** start SOURCE DATA **

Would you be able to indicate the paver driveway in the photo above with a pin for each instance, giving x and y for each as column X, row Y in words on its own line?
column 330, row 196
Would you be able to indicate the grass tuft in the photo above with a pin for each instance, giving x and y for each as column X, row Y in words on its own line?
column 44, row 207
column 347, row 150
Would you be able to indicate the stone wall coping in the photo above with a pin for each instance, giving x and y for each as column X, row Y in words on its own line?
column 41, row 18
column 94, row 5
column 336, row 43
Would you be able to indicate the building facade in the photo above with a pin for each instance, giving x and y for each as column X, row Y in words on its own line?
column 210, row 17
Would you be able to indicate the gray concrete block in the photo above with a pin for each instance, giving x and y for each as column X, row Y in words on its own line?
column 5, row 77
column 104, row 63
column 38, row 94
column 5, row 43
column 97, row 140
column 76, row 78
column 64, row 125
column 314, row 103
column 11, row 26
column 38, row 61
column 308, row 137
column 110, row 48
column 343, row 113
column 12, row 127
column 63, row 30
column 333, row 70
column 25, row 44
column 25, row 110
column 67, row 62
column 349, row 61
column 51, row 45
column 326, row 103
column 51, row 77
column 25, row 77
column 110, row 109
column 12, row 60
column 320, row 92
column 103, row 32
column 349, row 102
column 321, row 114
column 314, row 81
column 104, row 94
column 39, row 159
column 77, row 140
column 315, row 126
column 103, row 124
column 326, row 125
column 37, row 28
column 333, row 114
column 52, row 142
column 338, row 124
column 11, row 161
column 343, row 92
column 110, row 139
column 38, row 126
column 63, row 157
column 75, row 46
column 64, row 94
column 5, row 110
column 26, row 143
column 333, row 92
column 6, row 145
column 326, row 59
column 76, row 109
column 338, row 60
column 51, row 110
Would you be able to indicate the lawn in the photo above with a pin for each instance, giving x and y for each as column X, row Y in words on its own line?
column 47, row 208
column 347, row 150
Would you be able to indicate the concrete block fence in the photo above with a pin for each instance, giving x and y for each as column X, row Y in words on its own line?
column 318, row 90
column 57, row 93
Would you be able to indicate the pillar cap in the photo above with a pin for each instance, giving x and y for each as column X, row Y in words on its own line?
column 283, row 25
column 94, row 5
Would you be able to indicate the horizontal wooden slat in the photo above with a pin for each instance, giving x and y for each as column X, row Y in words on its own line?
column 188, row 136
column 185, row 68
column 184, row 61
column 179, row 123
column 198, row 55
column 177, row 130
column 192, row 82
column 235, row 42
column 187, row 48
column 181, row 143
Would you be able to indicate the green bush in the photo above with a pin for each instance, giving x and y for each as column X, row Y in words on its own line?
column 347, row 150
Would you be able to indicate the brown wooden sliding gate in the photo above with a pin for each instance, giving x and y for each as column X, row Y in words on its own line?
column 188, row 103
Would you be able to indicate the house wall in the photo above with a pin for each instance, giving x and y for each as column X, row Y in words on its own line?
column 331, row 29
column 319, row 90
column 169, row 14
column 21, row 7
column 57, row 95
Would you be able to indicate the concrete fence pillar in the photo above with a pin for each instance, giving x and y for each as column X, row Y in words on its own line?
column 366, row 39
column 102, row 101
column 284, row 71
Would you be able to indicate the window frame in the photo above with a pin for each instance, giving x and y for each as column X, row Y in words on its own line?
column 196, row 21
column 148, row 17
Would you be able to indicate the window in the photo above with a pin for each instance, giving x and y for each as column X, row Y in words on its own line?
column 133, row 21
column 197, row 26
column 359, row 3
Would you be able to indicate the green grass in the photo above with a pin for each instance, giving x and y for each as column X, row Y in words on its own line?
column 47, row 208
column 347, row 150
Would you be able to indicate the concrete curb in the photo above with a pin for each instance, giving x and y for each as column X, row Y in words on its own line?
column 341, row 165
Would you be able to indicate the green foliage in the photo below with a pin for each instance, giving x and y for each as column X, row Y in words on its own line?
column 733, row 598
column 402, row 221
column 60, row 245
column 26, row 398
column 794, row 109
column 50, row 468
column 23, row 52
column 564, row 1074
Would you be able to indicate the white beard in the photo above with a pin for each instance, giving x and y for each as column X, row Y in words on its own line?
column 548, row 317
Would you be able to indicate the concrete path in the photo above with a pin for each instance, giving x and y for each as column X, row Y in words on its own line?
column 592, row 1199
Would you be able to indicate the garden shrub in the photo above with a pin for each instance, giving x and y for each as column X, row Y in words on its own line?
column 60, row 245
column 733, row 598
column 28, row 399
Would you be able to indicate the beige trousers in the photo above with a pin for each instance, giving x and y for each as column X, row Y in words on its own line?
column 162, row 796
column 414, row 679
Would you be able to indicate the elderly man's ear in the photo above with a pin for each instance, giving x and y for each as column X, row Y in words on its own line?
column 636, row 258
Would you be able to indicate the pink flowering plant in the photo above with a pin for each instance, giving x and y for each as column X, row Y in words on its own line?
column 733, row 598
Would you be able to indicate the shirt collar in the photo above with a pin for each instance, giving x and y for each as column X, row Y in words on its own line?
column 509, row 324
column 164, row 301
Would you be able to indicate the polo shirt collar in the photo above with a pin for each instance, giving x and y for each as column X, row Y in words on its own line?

** end SOURCE DATA **

* **GIVEN REQUEST**
Reproduce verbatim the rows starting at the line containing "Would you be able to indicate the window in" and ending at the line containing "column 341, row 165", with both of those lines included.

* **TASK RESPONSE**
Would you be able to indicate the window in the photo above with a pin for each instance, giving x and y for each as column X, row Y in words on its own line?
column 133, row 21
column 197, row 26
column 359, row 3
Would you be able to indicate the green grass in the photo above with a pin for each instance, giving x and y for each as column X, row Y in words on its own line?
column 47, row 208
column 347, row 150
Would you be able to indicate the concrete curb in the photo above with a pin for each instance, giving x and y for each as column X, row Y in words on its own line?
column 341, row 165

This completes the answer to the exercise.